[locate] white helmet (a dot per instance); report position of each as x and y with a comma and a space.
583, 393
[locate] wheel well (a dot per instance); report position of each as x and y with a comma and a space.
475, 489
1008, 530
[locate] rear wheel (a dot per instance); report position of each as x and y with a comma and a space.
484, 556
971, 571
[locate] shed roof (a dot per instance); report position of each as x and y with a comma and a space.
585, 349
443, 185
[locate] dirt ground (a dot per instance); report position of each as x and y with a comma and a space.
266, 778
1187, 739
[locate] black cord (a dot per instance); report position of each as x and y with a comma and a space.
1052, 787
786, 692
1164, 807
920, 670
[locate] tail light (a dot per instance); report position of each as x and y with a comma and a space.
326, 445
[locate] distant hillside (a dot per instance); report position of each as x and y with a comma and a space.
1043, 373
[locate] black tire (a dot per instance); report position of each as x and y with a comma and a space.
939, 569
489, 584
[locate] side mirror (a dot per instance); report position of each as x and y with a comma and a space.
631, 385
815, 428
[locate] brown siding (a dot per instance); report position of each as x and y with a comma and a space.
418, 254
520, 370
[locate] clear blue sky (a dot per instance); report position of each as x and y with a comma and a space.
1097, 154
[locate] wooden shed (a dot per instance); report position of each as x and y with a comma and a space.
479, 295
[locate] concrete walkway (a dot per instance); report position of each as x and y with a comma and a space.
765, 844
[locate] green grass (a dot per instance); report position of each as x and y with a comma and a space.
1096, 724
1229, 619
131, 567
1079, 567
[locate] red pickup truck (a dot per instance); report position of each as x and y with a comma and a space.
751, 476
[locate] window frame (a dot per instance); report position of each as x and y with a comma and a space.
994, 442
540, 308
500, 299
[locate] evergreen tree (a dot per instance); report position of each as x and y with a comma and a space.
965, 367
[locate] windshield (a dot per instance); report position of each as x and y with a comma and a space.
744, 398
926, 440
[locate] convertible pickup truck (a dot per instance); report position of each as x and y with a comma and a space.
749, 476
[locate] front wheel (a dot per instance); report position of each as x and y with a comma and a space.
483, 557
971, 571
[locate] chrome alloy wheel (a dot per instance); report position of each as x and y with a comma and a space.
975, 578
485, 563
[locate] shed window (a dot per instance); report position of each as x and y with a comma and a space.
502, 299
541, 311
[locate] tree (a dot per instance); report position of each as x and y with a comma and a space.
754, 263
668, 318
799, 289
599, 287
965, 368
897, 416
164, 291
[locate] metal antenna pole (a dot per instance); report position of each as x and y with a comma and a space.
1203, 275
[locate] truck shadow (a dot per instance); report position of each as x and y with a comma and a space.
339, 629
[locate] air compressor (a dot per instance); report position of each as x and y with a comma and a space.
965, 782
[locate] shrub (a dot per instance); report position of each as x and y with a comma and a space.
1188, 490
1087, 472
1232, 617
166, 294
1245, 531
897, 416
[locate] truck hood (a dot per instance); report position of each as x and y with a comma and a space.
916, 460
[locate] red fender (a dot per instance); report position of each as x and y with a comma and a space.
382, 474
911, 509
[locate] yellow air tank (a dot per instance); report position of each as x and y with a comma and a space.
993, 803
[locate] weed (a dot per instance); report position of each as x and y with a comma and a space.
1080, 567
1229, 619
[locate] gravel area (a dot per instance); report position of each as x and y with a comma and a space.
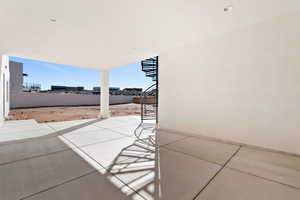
56, 114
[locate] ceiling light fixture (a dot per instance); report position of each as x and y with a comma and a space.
228, 8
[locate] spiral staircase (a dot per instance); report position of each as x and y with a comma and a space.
149, 98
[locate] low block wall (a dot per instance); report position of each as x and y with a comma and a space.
31, 100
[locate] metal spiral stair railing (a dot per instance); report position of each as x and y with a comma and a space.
149, 98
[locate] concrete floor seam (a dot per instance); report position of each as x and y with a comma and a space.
218, 172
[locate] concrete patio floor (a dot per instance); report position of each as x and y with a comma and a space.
95, 160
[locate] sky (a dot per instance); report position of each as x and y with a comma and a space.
48, 74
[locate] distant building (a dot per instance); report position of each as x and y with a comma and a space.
112, 90
32, 87
132, 91
56, 88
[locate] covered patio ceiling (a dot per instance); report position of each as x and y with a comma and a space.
103, 34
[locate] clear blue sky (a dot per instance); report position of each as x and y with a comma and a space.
48, 74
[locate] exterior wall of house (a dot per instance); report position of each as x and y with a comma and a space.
16, 74
4, 87
243, 86
29, 100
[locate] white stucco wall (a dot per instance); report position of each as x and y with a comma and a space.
4, 87
243, 86
25, 100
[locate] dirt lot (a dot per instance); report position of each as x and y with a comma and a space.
56, 114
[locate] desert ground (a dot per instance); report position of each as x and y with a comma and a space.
56, 114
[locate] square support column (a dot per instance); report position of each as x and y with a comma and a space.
4, 88
104, 95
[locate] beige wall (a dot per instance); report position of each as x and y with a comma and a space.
243, 86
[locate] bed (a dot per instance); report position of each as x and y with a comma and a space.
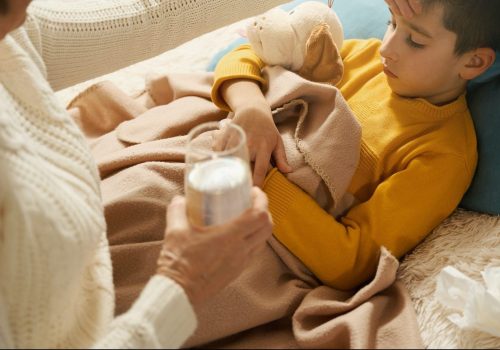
467, 240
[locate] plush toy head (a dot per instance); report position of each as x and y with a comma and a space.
305, 40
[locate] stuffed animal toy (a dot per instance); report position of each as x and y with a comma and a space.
305, 40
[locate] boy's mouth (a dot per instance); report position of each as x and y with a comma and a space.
389, 73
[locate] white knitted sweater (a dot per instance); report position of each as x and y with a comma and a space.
56, 288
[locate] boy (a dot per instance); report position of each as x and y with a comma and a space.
418, 153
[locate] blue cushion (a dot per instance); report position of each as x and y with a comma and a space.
368, 18
484, 103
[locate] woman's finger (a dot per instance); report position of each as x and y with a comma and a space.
394, 7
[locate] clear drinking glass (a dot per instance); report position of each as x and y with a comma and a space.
217, 179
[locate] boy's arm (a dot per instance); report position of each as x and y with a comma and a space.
401, 212
237, 87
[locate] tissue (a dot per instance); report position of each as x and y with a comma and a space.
477, 305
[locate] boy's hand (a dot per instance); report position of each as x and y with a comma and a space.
405, 8
263, 139
253, 114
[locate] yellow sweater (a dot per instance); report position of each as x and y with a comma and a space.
416, 162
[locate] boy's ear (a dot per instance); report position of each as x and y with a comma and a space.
477, 62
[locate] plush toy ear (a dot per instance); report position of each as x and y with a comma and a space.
322, 61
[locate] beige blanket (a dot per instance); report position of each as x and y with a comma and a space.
276, 302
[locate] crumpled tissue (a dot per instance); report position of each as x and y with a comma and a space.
478, 305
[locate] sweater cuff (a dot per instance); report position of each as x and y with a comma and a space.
165, 306
246, 72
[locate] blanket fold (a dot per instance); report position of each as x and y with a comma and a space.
276, 301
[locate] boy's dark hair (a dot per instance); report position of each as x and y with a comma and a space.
4, 7
474, 21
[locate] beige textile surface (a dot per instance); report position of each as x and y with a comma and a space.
467, 240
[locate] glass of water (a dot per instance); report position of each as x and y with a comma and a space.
217, 179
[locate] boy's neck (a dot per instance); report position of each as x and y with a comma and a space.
447, 96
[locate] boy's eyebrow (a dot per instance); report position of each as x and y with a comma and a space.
416, 28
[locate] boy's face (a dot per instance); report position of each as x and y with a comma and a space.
419, 59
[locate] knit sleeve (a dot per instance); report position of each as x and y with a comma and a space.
240, 63
80, 40
402, 211
162, 317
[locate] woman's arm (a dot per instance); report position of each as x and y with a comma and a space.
80, 40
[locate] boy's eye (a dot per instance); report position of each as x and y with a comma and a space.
410, 42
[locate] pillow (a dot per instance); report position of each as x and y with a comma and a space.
368, 18
484, 102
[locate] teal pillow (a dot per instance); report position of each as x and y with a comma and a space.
368, 18
484, 103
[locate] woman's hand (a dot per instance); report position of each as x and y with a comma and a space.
203, 260
253, 114
405, 8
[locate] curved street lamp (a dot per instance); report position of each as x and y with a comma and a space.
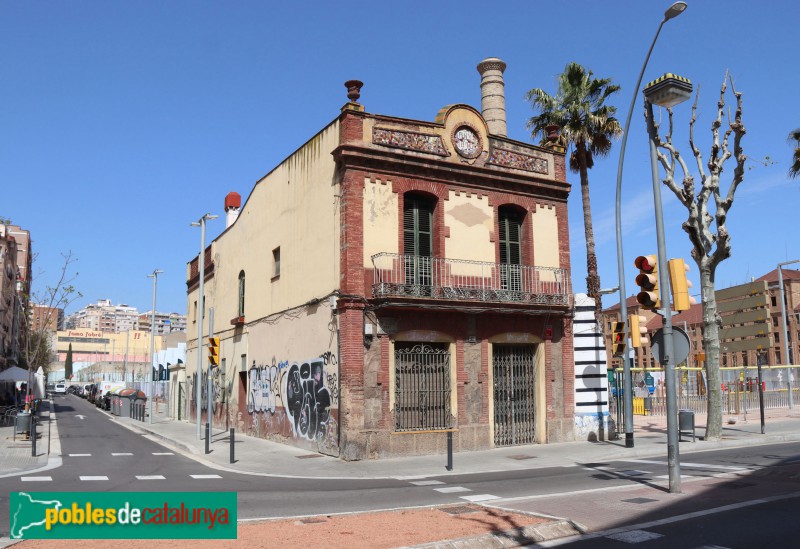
673, 11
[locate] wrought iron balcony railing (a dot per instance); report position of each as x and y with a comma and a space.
397, 275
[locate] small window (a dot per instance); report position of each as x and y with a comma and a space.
241, 293
276, 262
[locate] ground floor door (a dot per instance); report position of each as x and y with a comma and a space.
513, 369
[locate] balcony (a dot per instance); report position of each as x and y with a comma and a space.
408, 276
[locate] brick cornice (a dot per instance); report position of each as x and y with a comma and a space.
395, 163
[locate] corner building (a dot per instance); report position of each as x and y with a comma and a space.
394, 280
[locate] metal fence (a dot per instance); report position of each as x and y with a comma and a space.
740, 393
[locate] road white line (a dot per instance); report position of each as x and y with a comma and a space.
692, 465
480, 497
452, 489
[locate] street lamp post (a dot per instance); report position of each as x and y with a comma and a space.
667, 91
674, 10
201, 261
154, 276
786, 331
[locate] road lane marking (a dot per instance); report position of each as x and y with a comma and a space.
480, 497
693, 465
452, 489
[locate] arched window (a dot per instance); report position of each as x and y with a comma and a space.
241, 293
510, 226
418, 241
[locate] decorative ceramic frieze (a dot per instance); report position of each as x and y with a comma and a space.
411, 141
517, 160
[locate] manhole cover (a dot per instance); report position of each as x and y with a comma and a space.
735, 485
459, 510
639, 500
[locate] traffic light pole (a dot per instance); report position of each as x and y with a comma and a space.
668, 359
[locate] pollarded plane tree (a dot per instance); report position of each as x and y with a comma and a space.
708, 208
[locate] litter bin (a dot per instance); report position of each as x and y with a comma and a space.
686, 423
22, 423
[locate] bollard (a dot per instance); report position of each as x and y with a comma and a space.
449, 450
33, 436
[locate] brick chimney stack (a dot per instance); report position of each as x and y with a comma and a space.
493, 97
232, 204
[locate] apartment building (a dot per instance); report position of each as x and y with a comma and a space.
393, 281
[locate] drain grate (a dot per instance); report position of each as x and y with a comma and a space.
312, 520
459, 510
639, 500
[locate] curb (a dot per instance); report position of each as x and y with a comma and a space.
510, 538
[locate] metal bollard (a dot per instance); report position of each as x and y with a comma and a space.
33, 435
449, 450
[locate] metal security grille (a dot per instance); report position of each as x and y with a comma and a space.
513, 395
422, 387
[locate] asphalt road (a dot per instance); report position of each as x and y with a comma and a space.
100, 455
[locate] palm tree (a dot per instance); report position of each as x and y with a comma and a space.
794, 135
587, 126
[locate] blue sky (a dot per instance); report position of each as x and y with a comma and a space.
123, 122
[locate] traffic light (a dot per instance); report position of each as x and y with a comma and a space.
213, 351
680, 285
647, 280
618, 339
638, 329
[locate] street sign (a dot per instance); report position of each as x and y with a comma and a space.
680, 344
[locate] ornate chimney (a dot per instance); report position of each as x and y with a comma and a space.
493, 97
233, 201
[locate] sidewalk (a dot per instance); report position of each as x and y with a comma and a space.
15, 452
503, 523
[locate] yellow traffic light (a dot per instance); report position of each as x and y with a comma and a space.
618, 339
681, 300
213, 351
649, 296
637, 326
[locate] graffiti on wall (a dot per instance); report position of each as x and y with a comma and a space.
305, 391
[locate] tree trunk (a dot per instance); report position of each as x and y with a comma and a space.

+++

Reproduce verbatim everything from the line containing "[locate] yellow traffic" down to the final line of the items, including both of those lines.

[locate] yellow traffic light (a dot per instance); report position of each as x and y with a comma and a space.
618, 339
681, 300
213, 351
649, 296
637, 326
[locate] graffiti on wall (a dot per instance); report position of each as x and y with a comma and a space.
305, 391
[locate] tree trunk (a dot per instance); report position of each as x and y with a comma and a space.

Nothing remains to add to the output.